■ INPUT DATA
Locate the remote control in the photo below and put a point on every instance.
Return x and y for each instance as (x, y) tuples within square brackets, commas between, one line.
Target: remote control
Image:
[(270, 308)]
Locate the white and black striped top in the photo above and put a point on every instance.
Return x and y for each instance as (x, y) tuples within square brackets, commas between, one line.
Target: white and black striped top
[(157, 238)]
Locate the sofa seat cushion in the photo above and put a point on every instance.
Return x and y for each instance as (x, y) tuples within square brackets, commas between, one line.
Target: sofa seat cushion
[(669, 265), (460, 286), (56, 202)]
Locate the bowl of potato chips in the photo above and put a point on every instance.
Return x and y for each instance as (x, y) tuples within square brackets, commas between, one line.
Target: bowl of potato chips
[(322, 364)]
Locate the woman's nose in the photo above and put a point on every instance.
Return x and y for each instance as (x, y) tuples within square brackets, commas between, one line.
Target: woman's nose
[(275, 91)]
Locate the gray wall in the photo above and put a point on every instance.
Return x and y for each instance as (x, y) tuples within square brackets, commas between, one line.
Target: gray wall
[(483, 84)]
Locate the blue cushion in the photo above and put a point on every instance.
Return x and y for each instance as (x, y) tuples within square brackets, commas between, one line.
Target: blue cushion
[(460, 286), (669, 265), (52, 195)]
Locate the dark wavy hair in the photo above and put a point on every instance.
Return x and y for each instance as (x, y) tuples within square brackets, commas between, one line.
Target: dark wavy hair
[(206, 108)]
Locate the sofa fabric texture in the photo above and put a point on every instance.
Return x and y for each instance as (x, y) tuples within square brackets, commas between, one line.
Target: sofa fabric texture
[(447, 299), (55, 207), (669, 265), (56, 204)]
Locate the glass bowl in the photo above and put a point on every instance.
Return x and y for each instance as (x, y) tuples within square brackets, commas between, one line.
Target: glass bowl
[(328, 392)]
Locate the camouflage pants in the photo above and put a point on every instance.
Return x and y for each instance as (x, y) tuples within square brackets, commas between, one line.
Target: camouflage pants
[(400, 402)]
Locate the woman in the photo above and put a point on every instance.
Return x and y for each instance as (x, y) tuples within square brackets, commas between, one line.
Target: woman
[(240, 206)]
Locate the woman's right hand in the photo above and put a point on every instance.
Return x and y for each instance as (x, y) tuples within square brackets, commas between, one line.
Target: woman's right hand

■ EXERCISE
Print all of the items above again, word for word and in the same order, changing nothing.

■ WRITTEN ANSWER
Locate the remote control in the photo below and put a point on every instance.
Return x and y for each instance as (x, y) tuples within square brackets, commas between, one line.
Target: remote control
Image:
[(270, 308)]
Locate the white and black striped top in the photo above and put a point on every instance.
Return x and y for each instance as (x, y) tuples within square brackets, commas between, one line.
Target: white and black striped top
[(157, 238)]
Locate the sofa seat cushion in the photo above and put a point on every instance.
Return x and y for each instance as (x, y) tuples within square brackets, commas between, one line.
Target: sofa seat cushion
[(669, 265), (460, 286), (56, 202)]
Locate the bowl of potato chips in the photo above and put a point on every instance.
Return x and y for each instance as (x, y) tuples within square brackets, commas between, one line.
Target: bowl of potato chips
[(322, 364)]
Locate the woman's nose in the photo above and put a point on every instance.
Return x and y for each instance as (x, y) tuples within square brackets, commas between, one line.
Target: woman's nose
[(275, 91)]
Locate the gray wall in the photo above and put a point on every instance.
Return x and y for each instance as (x, y) tuples within square brackets, commas between, one line.
Target: gray wall
[(483, 84)]
Locate the blue cushion in the photo above and put a point on every instance.
Return x and y for each instance as (x, y) tuples within square brackets, commas between, one line.
Target: blue cushion
[(460, 286), (669, 265), (52, 195)]
Locate the dark wavy hair in the photo above and put a point on every instance.
Return x and y for each instance as (x, y) tuples within square brackets, commas between, one line.
Target: dark wavy hair
[(206, 108)]
Locate the sofa fabric texture in the photo above and put a point on every instance.
Return x and y for each instance as (x, y) tuples within square brackets, commas between, one line.
Target: sofa fabric texture
[(447, 299), (55, 207), (669, 265), (56, 204)]
Locate the glass bowl in the photo above and put a point on every instance.
Return x and y for each instance as (x, y) tuples within square brackets, commas between, one line.
Target: glass bowl
[(328, 392)]
Locate the camouflage pants in the photo above and put a point on every instance.
Return x and y for each instance as (x, y) tuples within square brackets, commas between, one line.
Target: camouflage pants
[(400, 402)]
Locate the woman in the photo above and put a point on every instance.
Return x and y for each instance as (x, y) tuples within square brackets, commas between, one line.
Target: woman
[(240, 206)]
Locate the woman's right hand in the photo above and put a point on every instance.
Return x and y for each instance as (x, y) tuples within square brackets, commas between, one line.
Target: woman's right hand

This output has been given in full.